Required action | Filter this data down to the lines that hold "ceiling", and copy them.

[Dataset entries]
- - - - -
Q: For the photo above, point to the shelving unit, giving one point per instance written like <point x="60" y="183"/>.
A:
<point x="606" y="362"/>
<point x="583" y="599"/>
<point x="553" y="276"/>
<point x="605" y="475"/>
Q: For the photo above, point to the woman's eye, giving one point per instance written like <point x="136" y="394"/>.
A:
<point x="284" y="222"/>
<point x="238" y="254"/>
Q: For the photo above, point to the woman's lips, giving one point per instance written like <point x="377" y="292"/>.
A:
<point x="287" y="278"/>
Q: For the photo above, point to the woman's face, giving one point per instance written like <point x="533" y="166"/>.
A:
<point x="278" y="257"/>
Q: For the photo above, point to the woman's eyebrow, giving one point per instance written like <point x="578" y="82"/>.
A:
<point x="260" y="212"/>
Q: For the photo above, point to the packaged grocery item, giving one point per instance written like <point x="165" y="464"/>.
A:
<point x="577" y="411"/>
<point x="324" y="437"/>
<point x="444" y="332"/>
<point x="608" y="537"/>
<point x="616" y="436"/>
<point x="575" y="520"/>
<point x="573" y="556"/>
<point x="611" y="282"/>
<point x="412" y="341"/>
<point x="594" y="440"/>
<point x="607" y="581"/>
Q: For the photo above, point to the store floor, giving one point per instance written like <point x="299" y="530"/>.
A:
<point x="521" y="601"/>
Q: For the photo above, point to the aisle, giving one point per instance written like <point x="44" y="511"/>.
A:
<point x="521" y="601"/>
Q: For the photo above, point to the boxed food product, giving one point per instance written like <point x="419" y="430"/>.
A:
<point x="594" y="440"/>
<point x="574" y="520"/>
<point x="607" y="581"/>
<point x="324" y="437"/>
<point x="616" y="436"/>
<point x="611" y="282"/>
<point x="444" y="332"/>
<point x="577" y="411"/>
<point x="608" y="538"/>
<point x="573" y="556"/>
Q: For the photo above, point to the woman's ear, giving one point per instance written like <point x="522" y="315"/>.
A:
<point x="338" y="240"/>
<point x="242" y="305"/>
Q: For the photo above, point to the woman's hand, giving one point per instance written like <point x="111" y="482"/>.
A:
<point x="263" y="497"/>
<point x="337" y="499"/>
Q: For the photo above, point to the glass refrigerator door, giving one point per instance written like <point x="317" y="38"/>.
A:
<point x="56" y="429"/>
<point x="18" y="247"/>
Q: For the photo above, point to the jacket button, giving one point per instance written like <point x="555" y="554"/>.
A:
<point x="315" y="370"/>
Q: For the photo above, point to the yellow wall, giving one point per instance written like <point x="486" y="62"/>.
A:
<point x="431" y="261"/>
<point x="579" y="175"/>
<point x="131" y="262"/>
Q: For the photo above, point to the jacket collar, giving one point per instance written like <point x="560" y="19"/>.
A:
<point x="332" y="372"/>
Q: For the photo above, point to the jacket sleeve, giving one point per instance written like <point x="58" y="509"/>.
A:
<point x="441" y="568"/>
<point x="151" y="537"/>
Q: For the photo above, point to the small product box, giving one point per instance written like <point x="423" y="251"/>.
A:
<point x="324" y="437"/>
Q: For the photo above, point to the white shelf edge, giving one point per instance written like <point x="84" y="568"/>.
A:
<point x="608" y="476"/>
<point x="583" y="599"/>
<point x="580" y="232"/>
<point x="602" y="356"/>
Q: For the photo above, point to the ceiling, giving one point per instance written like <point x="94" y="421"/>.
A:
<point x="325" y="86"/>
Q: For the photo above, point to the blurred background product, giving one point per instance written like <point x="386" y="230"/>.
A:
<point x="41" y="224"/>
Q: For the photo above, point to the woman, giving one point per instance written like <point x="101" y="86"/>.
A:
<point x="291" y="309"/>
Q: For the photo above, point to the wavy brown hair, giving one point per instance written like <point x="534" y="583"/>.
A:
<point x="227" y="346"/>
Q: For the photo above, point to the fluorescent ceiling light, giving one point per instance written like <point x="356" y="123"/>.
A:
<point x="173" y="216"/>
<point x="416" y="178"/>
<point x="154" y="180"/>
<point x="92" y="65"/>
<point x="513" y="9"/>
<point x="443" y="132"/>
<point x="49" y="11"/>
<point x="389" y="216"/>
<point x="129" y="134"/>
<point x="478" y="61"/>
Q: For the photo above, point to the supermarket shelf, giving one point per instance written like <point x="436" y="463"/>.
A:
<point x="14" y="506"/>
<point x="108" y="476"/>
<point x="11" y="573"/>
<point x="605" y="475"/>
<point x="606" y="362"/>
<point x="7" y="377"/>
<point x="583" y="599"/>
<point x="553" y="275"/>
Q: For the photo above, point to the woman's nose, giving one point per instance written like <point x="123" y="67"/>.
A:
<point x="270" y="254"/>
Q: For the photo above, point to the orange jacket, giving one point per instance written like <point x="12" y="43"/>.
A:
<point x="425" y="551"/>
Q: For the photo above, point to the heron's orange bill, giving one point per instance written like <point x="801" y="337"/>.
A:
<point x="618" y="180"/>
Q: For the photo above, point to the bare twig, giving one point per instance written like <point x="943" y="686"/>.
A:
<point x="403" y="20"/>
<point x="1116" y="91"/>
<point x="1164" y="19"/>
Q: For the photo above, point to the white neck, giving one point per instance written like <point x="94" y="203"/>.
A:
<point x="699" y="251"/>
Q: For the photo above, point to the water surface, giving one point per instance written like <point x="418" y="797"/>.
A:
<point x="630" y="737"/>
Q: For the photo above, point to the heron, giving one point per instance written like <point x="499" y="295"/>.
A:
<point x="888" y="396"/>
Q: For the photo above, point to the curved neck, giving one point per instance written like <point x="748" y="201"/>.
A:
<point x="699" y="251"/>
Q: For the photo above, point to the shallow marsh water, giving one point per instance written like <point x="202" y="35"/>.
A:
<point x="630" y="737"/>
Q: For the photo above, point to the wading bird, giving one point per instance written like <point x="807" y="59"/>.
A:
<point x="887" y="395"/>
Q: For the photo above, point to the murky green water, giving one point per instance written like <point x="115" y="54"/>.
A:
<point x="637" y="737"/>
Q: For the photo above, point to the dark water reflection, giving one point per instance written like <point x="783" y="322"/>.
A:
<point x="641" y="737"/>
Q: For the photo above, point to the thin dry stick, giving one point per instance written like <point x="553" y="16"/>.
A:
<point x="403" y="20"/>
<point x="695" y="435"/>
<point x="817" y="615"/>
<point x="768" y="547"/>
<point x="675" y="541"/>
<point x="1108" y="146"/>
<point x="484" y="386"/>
- - - - -
Answer to this task |
Q: For the photo above, point to the ceiling, giving one point per instance written like <point x="94" y="421"/>.
Q: For the photo above, point to the fluorescent ceiling light, giving one point per instance written like <point x="356" y="123"/>.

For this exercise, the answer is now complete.